* **WHAT YOU NEED TO DO**
1. For each statement, say whether it agrees with the appellate review text below. Answer yes or no and quote the deciding words from the text. (a) A trial court's conclusions of law are reviewed without deference. (b) The court accepts the state's argument based on the law of the case doctrine. (c) A discretionary ruling is reversed only when the trial court has abused its discretion.
2. According to the appellate review text below, when may a trial court's findings of fact be disturbed?
3. Please list every case cited by name in the appellate review text below.

* **TEXT PROVIDED**

#####

The state argues that our determination that the original trial court had not erred by admitting the statements established the law of the case. It contends that under the law of the case doctrine, the subsequent trial court is required to admit the statements. We disagree.


To better understand the state's contention and our action in resolving the initial appeal, it is helpful to briefly restate the various standards of appellate review. There are three broad areas of review by an appellate court: findings of fact, conclusions of law, and the exercise of discretion. As to the first, the trial court's findings of fact are treated deferentially and not disturbed unless they are contrary to the great weight and preponderance of the evidence.[2]Cogswell v. Robertshaw Controls Co., 87 Wis. 2d 243, 249-50, 274 N.W.2d 647, 650 (1979).


As to the second, a trial court's conclusions of law are reviewed without deference to the trial court's *800 determination and, as resolved by the appellate court, control the disposition of the issues of law in that case. Ball v. Dist. No. 4, Area Bd., 117 Wis. 2d 529, 537, 345 N.W.2d 389, 394 (1984).


Finally, the exercise of a trial court's discretion is treated deferentially. Discretion itself consists of the trial court making certain findings of fact, applying the proper law to those facts, and reaching a reasoned conclusion. Hartung v. Hartung, 102 Wis. 2d 58, 66, 306 N.W.2d 16, 20-21 (1981). We will not reverse a discretionary ruling unless the trial court has abused its discretion. Oostburg State Bank v. United S&L Ass'n, 130 Wis. 2d 4, 11-12, 386 N.W.2d 53, 57 (1986).

#####

* **SOURCE EXCERPT**
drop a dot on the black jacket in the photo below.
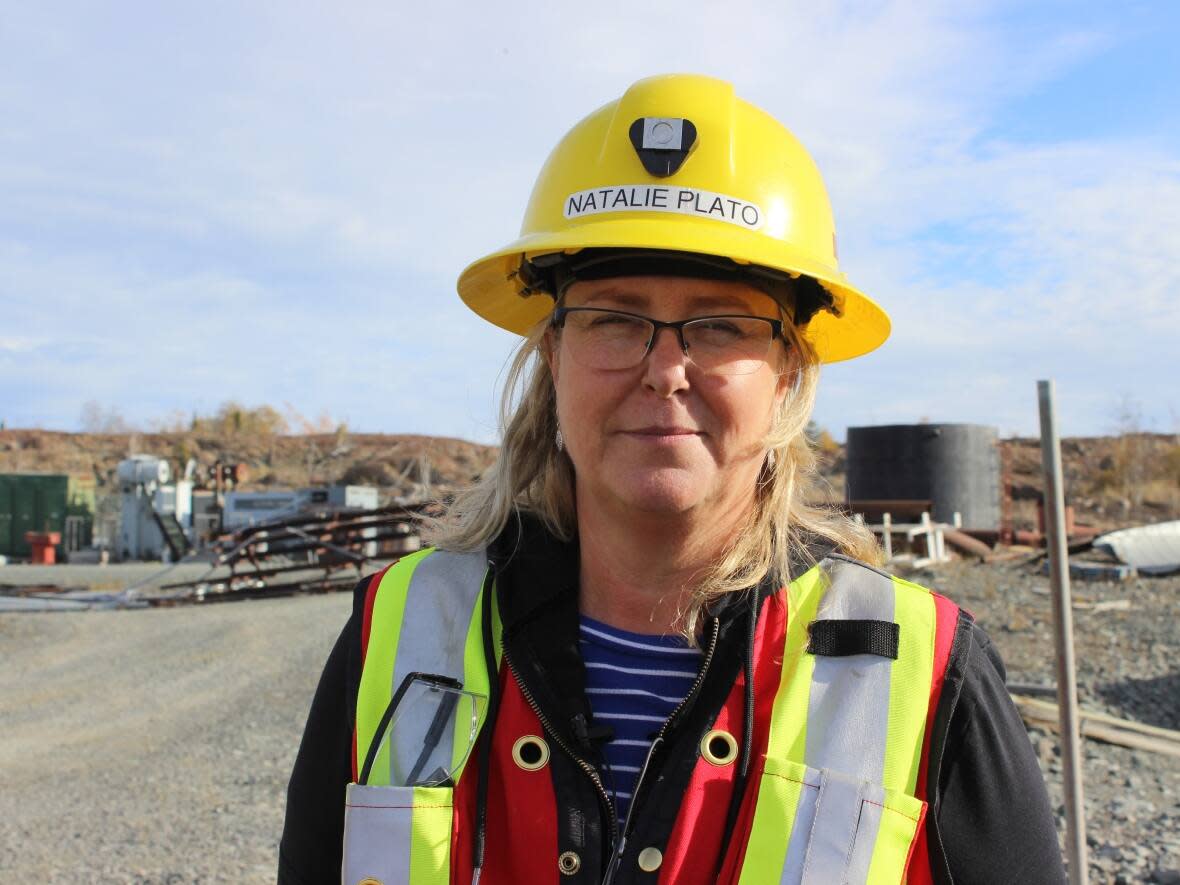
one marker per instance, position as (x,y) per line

#####

* **LIST OF SOLUTIONS**
1.
(a) Yes: "reviewed without deference"
(b) No: "We disagree."
(c) Yes: "We will not reverse a discretionary ruling unless the trial court has abused its discretion."

2. Only when they are contrary to the great weight and preponderance of the evidence.

3.
- Cogswell v. Robertshaw Controls Co.
- Ball v. Dist. No. 4, Area Bd.
- Hartung v. Hartung
- Oostburg State Bank v. United S&L Ass'n